The home ministry is set to achieve ultra-wide-band microwave ground infiltration radars on an emergency basis for the Central Reserve Police Force (CRPF) after nine COBRA troopers on board a mine-protected vehicle (MPV) were killed when suspected Maoist rebels detonated an Improvised Explosive Device (IED) in Sukma district of Chhattisgarh on March 13.
The radars, which cost around Rs 25 lakh each, have the capability to detect mines or IEDs buried up to a depth of three feet.
Initial investigations into the attack on the Kishtaram-Palodi road in Sukma have acknowledged that two blasts took place around noon when two MPVs were passing through the area.
The first blast toppled an MPV, causing the death of nine personnel from head injuries. A much smaller blast was triggered under the second MPV. While no bodies of Maoists were recovered from the spot, intelligence reports from Andhra Greyhounds, a special force created to combat Maoist insurgents, said six rebels were killed after CRPF troopers in the second MPV responded to the attack on the first.

▶ **INFORMATION PROVIDED**

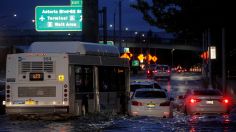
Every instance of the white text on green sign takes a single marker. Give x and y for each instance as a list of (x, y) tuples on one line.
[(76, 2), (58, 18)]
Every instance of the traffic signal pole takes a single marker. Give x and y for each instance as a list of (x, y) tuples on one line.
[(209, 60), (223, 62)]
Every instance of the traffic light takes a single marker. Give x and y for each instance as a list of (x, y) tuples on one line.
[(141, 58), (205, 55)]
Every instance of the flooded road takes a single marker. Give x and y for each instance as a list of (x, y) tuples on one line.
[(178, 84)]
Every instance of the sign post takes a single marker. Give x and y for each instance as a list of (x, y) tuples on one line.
* * *
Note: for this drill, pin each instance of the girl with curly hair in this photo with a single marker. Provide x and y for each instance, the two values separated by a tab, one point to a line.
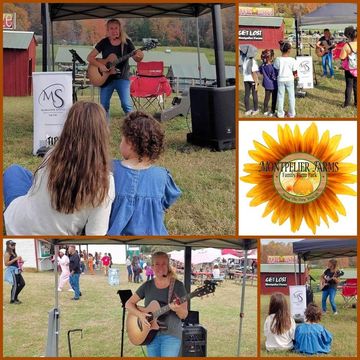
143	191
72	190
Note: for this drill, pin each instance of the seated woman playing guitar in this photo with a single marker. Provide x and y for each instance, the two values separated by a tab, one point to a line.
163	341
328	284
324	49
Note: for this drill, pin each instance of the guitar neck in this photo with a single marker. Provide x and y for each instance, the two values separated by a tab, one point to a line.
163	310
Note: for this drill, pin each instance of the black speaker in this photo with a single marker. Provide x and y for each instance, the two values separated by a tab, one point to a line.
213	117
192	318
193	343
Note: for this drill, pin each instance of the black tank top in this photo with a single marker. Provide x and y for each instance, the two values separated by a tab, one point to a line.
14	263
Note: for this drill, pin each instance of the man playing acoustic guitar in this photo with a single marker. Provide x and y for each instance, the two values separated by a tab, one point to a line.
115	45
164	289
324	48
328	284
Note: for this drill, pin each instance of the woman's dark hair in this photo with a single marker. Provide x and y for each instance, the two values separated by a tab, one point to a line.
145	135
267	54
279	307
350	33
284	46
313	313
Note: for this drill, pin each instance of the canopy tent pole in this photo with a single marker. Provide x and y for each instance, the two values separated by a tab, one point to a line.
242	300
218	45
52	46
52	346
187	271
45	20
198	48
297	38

▶ **WHAT THE TASK REQUIRES**
Do the following statements agree with the report on the Sukma attack? Answer yes or no for each, and quote the words of the report that decide it.
1. The radars can detect mines or IEDs buried as deep as three feet.
2. Bodies of Maoists were recovered at the site of the attack.
3. The blast under the second MPV was larger than the first.

▶ **TASK RESPONSE**
1. Yes: "have the capability to detect mines or IEDs buried up to a depth of three feet."
2. No: "no bodies of Maoists were recovered from the spot"
3. No: "A much smaller blast was triggered under the second MPV."